CHALLENGES
• 1. According to the HR analytics excerpt, what activities does analytics consist of? List each one.
• 2. Summarize the HR analytics excerpt in two sentences.
• 3. Continue the excerpt on analytics for Human Resources from its final sentence.

Analytics refer to the mining, measurement and reporting of facts or metrics (often presented visually) over time as they relate to one another. Although this realm grows extremely complex in areas such as quantitative risk analysis (often used in financial services) for the purposes of Human Resources we only need to get familiar with some basic concepts:
positive correlation: in a sample set of data points what % probability will one metric relate to another or move in parallel with another metric forming a ‘//’.
negative or inverse correlation: in a sample set of data points what % probability will one metric relate to another’s polar opposite, meaning they move in exact opposite directions forming an ‘X’.
For a more detailed intro to HR Analytics read the blog post: Human Resources Analytics Primer.

DATA
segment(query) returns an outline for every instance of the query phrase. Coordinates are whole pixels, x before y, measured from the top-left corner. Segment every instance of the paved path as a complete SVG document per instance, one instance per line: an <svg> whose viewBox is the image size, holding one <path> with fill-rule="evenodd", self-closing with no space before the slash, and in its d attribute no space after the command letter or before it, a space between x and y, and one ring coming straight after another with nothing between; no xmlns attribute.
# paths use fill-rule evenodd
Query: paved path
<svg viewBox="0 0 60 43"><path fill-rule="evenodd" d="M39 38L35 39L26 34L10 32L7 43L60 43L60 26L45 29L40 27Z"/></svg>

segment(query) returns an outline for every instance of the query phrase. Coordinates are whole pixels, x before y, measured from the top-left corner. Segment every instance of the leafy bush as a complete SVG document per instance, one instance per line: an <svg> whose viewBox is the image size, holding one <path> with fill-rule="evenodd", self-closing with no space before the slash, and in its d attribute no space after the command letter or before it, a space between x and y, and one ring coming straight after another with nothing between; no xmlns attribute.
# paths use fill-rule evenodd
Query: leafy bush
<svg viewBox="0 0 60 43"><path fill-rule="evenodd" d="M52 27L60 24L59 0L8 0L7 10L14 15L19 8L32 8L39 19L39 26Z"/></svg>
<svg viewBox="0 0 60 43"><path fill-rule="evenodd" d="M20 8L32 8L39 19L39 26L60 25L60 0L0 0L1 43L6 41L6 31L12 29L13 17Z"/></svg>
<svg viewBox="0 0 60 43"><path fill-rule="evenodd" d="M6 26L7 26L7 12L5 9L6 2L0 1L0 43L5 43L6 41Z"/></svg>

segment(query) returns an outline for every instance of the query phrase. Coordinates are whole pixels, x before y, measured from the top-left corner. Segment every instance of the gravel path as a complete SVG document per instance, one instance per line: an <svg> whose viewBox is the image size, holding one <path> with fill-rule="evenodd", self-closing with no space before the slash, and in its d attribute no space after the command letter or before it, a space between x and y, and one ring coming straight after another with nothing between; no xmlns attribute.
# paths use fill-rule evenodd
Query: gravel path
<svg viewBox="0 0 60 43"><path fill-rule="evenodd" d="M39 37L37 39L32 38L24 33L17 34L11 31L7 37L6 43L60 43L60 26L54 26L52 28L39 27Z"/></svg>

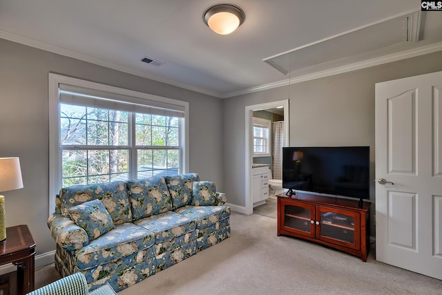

RESPONSE LIST
• 1. Mining, measurement and reporting.

• 2. Analytics is the mining, measurement and reporting of metrics over time as they relate to one another, and although the field can become very complex, Human Resources needs only a few basic concepts. Two of these are positive correlation, where metrics move in parallel, and negative or inverse correlation, where they move in exactly opposite directions.

• 3.
Predictive Modeling Errors
I happen to buy mostly business books from Amazon.com most often and for that reason I am presented with quirky recommendations such as “Who Moved My Cheese” courtesy of Amazon’s effective predictive analytics engine. While some of the recommendations are interesting, others miss the mark completely. The most frightening result of my shopping habits, as it applies to the Human Resources domain, is that I’ve now found that it will only recommend a very narrow genre of books. I’ve lost all random and creative associations that used to lead me to surprising new genres and authors. It has become very Stepford in its associations because the data it leverages is incomplete.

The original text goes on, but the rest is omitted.